What this task involves
Write the lines out again, beginning at the line that contains "Target: person standing on rock" and stopping after the last line below. Keep the requests as they are, and shift every x and y coordinate in the answers by -140.

[Saved entries]
###

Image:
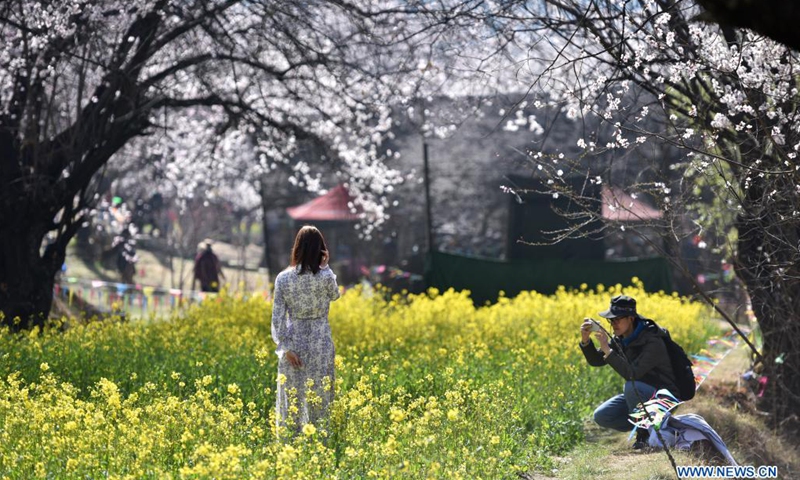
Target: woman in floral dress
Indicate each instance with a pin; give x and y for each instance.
(300, 328)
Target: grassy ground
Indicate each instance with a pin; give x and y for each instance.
(728, 408)
(154, 269)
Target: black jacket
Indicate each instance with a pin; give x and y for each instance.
(647, 354)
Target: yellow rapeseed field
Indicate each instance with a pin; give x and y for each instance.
(427, 386)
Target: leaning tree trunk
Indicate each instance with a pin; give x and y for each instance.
(768, 262)
(27, 274)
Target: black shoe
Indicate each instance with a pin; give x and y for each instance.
(642, 436)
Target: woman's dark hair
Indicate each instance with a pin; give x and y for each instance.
(307, 250)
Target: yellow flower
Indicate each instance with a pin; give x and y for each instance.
(309, 429)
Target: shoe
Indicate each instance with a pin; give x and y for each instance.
(642, 436)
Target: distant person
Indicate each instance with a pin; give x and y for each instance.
(207, 269)
(125, 247)
(638, 353)
(300, 329)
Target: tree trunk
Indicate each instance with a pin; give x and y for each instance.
(768, 264)
(26, 275)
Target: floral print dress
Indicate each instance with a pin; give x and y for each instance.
(300, 325)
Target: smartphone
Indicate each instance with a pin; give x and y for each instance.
(595, 326)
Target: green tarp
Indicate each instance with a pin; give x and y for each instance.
(485, 278)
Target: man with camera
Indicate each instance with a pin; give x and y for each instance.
(637, 352)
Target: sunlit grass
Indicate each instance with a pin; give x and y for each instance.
(427, 386)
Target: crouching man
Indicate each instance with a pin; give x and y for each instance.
(638, 353)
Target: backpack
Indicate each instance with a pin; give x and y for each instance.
(681, 366)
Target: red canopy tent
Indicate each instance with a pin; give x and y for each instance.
(332, 207)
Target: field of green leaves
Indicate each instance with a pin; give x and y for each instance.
(427, 386)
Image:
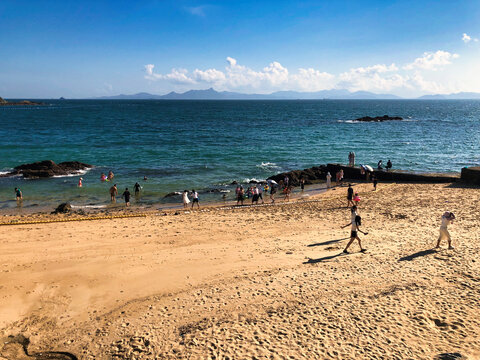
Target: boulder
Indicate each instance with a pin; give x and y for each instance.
(47, 168)
(378, 118)
(471, 175)
(63, 208)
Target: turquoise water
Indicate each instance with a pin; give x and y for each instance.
(207, 144)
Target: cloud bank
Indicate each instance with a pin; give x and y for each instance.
(412, 76)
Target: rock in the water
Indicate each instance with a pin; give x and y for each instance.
(63, 208)
(379, 118)
(47, 168)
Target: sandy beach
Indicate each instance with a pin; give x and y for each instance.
(260, 283)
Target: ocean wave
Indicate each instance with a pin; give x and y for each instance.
(76, 173)
(268, 165)
(89, 206)
(247, 180)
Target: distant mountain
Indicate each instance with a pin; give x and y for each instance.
(211, 94)
(456, 96)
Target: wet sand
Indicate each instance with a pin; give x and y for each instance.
(257, 282)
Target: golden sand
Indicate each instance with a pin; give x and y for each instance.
(262, 282)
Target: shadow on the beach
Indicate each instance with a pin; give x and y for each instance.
(417, 254)
(325, 258)
(327, 242)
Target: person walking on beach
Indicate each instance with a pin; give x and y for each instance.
(389, 165)
(240, 194)
(447, 219)
(260, 193)
(302, 184)
(355, 223)
(113, 192)
(195, 199)
(126, 196)
(287, 191)
(273, 191)
(136, 189)
(18, 194)
(185, 199)
(350, 195)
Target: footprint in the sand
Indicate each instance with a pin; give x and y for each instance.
(16, 348)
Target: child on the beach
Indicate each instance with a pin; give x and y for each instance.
(356, 199)
(447, 219)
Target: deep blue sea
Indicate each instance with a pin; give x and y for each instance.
(207, 144)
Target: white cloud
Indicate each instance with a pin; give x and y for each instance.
(432, 60)
(466, 38)
(414, 77)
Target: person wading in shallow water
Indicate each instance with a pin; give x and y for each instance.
(355, 223)
(126, 196)
(195, 199)
(113, 192)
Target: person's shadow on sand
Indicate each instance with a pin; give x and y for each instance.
(417, 254)
(325, 258)
(327, 242)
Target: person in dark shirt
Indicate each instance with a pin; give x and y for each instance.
(126, 196)
(350, 195)
(137, 188)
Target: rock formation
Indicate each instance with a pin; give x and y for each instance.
(378, 118)
(47, 168)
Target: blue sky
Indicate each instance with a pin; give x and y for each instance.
(95, 48)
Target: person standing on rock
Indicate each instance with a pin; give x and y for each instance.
(113, 193)
(447, 219)
(18, 194)
(126, 196)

###

Exercise output
Target: person standing on rock
Indicate each instance with a pin; give x and y for each instance.
(-27, 53)
(307, 79)
(-122, 54)
(-14, 56)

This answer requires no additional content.